Which lines come from the start of the listing through the line holding "pixel 107 17"? Restate exactly those, both included, minus the pictures.

──────── LISTED RECORDS

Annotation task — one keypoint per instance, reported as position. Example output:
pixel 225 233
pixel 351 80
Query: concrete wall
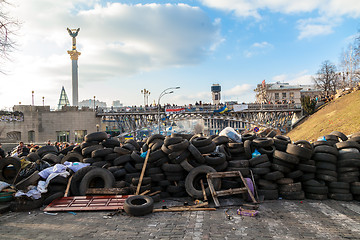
pixel 46 123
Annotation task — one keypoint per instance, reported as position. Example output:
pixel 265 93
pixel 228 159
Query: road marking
pixel 277 227
pixel 352 207
pixel 239 226
pixel 337 217
pixel 305 218
pixel 196 232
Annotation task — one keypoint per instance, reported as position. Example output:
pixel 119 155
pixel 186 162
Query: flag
pixel 222 110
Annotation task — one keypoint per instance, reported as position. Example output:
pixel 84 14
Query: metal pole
pixel 94 103
pixel 163 93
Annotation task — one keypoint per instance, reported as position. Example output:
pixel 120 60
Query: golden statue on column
pixel 74 54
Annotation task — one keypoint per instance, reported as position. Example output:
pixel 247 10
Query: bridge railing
pixel 197 108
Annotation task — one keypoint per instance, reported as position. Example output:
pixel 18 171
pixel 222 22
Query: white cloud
pixel 294 79
pixel 205 97
pixel 258 48
pixel 238 90
pixel 316 26
pixel 116 41
pixel 331 11
pixel 262 45
pixel 280 78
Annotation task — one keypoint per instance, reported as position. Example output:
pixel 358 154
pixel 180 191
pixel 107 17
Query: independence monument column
pixel 74 55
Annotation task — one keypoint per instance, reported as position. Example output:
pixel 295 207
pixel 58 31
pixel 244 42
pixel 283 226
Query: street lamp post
pixel 94 103
pixel 146 96
pixel 163 93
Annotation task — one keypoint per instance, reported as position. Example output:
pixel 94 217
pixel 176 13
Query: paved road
pixel 279 219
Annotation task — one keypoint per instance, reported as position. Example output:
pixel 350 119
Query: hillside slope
pixel 342 114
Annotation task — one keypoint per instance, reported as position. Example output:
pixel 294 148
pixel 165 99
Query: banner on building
pixel 174 109
pixel 240 107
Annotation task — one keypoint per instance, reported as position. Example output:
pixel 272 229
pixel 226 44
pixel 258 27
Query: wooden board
pixel 87 203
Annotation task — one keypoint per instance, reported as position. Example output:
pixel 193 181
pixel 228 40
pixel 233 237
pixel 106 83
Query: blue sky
pixel 128 45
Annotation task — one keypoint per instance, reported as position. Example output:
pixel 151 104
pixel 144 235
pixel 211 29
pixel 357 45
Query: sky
pixel 130 45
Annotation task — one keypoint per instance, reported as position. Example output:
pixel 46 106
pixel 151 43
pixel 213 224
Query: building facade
pixel 216 93
pixel 284 93
pixel 38 124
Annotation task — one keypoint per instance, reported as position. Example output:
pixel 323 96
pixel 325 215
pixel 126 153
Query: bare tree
pixel 8 27
pixel 327 78
pixel 350 60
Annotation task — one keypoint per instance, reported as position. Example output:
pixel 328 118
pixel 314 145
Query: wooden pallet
pixel 215 194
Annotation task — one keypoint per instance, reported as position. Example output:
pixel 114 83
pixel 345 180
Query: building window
pixel 31 136
pixel 80 135
pixel 62 136
pixel 276 96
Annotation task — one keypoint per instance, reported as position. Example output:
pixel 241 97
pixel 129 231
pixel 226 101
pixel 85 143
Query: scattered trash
pixel 228 216
pixel 246 212
pixel 53 214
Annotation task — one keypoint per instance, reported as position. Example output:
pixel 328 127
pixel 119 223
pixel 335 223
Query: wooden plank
pixel 87 203
pixel 183 209
pixel 212 190
pixel 142 172
pixel 66 194
pixel 106 191
pixel 154 193
pixel 247 187
pixel 203 190
pixel 145 192
pixel 223 174
pixel 231 191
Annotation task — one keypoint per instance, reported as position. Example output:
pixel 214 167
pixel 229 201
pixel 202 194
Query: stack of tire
pixel 203 144
pixel 177 151
pixel 325 157
pixel 261 165
pixel 348 170
pixel 355 186
pixel 238 160
pixel 291 186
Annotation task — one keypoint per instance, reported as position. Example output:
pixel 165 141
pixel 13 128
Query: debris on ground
pixel 175 166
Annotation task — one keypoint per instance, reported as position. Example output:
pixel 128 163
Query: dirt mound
pixel 342 114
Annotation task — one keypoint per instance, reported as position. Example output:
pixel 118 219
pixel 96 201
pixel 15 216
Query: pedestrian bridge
pixel 243 116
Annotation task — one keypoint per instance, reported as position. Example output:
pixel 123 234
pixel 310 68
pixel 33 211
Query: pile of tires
pixel 177 165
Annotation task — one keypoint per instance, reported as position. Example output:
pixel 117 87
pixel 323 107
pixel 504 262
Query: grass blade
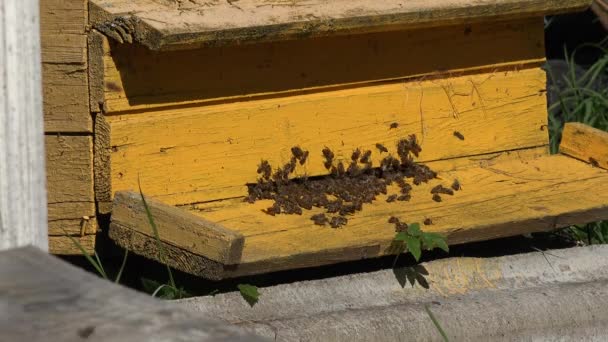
pixel 161 250
pixel 436 323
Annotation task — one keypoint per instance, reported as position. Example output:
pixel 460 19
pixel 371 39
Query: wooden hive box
pixel 192 96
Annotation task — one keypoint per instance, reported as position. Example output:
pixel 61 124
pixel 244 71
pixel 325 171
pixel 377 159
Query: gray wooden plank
pixel 45 299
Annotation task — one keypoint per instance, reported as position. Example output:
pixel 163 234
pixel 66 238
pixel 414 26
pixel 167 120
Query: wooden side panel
pixel 69 162
pixel 178 227
pixel 64 57
pixel 136 78
pixel 585 143
pixel 193 154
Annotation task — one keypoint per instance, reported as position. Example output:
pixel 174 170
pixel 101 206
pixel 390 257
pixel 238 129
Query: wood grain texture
pixel 585 143
pixel 192 24
pixel 193 154
pixel 68 304
pixel 178 228
pixel 137 79
pixel 64 57
pixel 508 198
pixel 63 245
pixel 22 192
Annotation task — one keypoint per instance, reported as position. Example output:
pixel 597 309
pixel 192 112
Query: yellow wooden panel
pixel 193 154
pixel 585 143
pixel 137 78
pixel 507 198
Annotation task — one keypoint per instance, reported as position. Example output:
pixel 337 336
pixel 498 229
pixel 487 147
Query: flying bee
pixel 391 198
pixel 381 148
pixel 319 219
pixel 365 157
pixel 355 155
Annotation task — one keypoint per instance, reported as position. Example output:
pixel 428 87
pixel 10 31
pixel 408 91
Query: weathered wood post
pixel 23 209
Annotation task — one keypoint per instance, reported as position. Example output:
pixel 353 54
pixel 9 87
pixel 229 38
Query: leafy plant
pixel 581 96
pixel 250 293
pixel 415 240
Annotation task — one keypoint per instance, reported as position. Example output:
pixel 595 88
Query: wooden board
pixel 178 227
pixel 71 206
pixel 66 303
pixel 137 79
pixel 585 143
pixel 194 154
pixel 191 24
pixel 506 198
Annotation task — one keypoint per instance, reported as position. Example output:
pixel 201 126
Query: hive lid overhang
pixel 176 24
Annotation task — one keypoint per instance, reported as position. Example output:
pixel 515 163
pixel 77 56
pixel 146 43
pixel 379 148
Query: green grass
pixel 581 99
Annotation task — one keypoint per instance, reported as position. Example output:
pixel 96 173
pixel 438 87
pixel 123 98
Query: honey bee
pixel 456 185
pixel 355 155
pixel 365 157
pixel 391 198
pixel 381 148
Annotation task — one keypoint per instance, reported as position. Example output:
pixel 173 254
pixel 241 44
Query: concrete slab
pixel 556 295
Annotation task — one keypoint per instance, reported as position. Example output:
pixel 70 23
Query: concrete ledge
pixel 558 295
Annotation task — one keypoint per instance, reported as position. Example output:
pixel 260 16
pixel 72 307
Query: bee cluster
pixel 347 187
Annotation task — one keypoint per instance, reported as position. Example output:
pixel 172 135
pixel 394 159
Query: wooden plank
pixel 585 143
pixel 22 191
pixel 507 198
pixel 136 78
pixel 189 25
pixel 62 245
pixel 178 228
pixel 69 304
pixel 65 95
pixel 193 154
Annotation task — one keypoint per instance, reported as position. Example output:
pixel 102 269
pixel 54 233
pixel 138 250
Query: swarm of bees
pixel 347 187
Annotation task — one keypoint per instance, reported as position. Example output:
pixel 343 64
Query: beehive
pixel 188 98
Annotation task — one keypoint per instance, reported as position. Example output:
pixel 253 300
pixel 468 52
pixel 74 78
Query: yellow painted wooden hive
pixel 190 97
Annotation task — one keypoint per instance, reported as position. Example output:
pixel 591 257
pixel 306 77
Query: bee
pixel 264 169
pixel 304 158
pixel 338 221
pixel 355 155
pixel 393 219
pixel 319 219
pixel 456 185
pixel 594 162
pixel 297 152
pixel 365 157
pixel 402 198
pixel 381 148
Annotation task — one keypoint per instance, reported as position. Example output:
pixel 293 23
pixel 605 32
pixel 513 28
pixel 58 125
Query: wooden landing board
pixel 137 79
pixel 185 155
pixel 502 199
pixel 191 24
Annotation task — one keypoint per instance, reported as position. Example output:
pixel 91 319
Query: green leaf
pixel 413 246
pixel 413 229
pixel 249 293
pixel 401 236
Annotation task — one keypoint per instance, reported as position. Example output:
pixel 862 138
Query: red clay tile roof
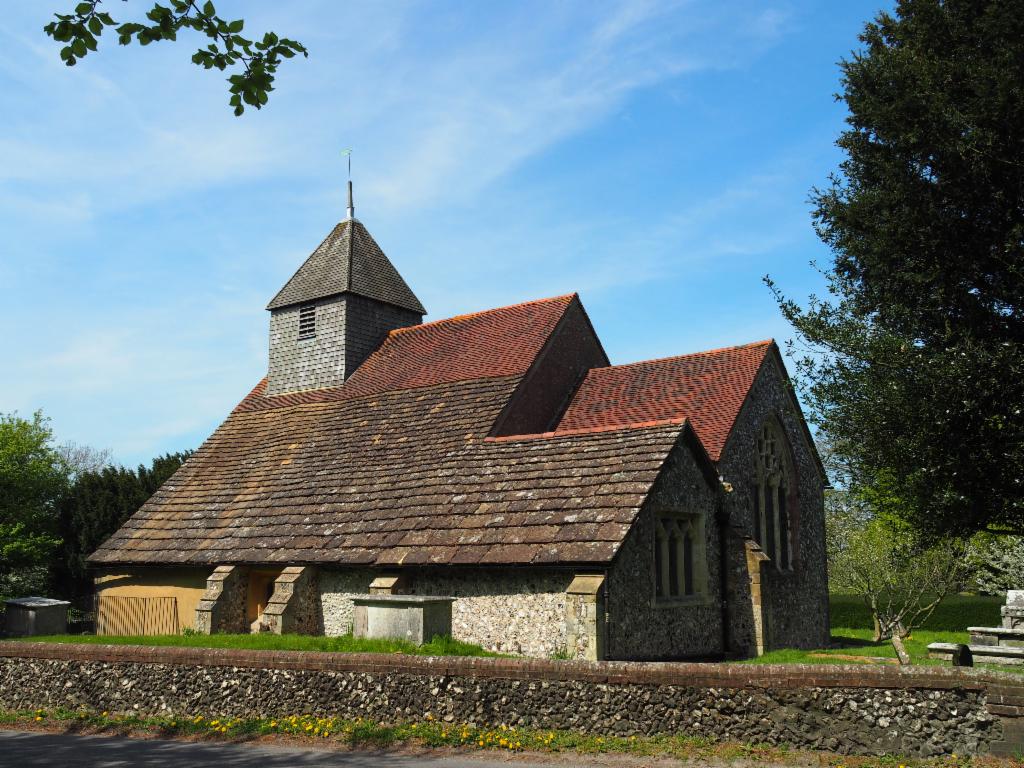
pixel 482 345
pixel 707 388
pixel 399 478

────────────────

» **YOUR RESPONSE**
Annotation task — one keypoint per instance, reported as position. Example output:
pixel 225 233
pixel 351 80
Query: concrete wall
pixel 46 123
Annotation task — one keypoint per instance, reported as position. Example output:
pixel 265 93
pixel 228 159
Query: road marking
pixel 277 227
pixel 352 207
pixel 239 226
pixel 337 217
pixel 305 218
pixel 196 232
Annotation task — one keypoint per instance, reported as position. Example output:
pixel 119 155
pixel 186 162
Query: flag
pixel 222 110
Annotation task — one keypoint per instance, reported as position. Example output:
pixel 84 14
Query: metal pole
pixel 94 103
pixel 163 93
Annotation task — one keypoint per instance, reported as position. Example output:
pixel 120 60
Query: golden statue on column
pixel 74 54
Annotation task — one keypoint per instance, reported as position. Example output:
pixel 247 10
Query: bridge railing
pixel 197 108
Annotation task — one keypoint per instance, reported as position. Example output:
pixel 18 171
pixel 222 22
Query: white cloud
pixel 294 79
pixel 205 97
pixel 258 48
pixel 238 90
pixel 316 26
pixel 116 41
pixel 331 11
pixel 262 45
pixel 280 78
Annotation task — one keypoint per instance, reported as position. Example output:
pixel 358 154
pixel 180 191
pixel 107 17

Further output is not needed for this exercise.